/---

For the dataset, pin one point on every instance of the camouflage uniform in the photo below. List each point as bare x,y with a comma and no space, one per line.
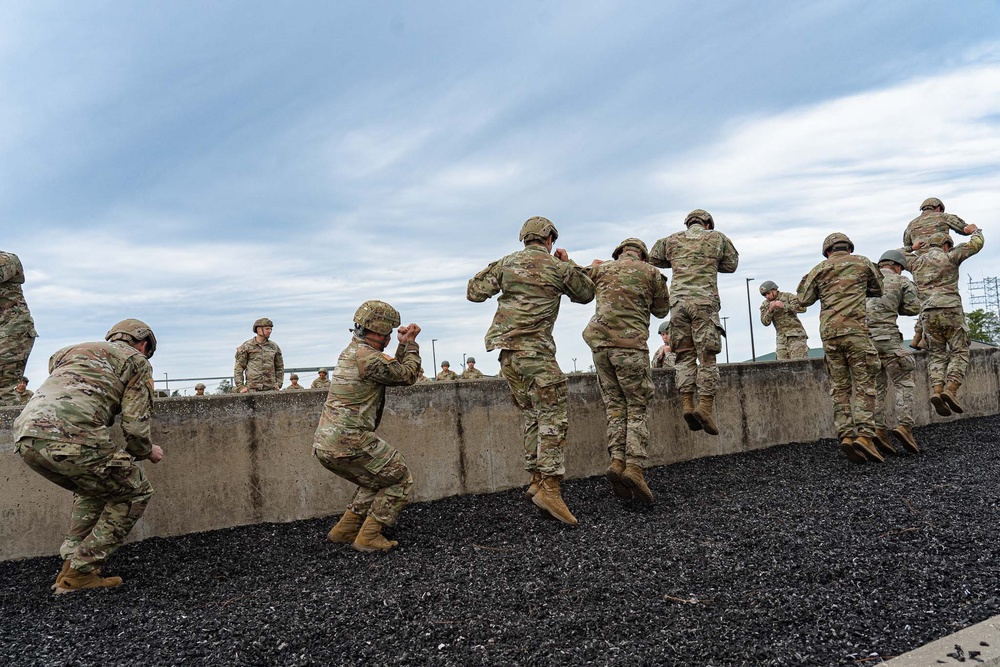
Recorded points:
17,329
64,434
345,441
792,340
628,289
531,282
942,317
899,297
259,366
695,256
841,283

\---

• Task statement: From the first line to the last, retype the material exactly and exclude the pictures.

• Exercise solution:
For the dataset, pin one point on every instance of the camouflage uniform in the photo below. List each point as bare x,y with a comma and no space, one per line.
Recorded points:
17,329
64,434
345,441
792,340
628,289
531,282
942,317
899,297
259,366
695,256
841,283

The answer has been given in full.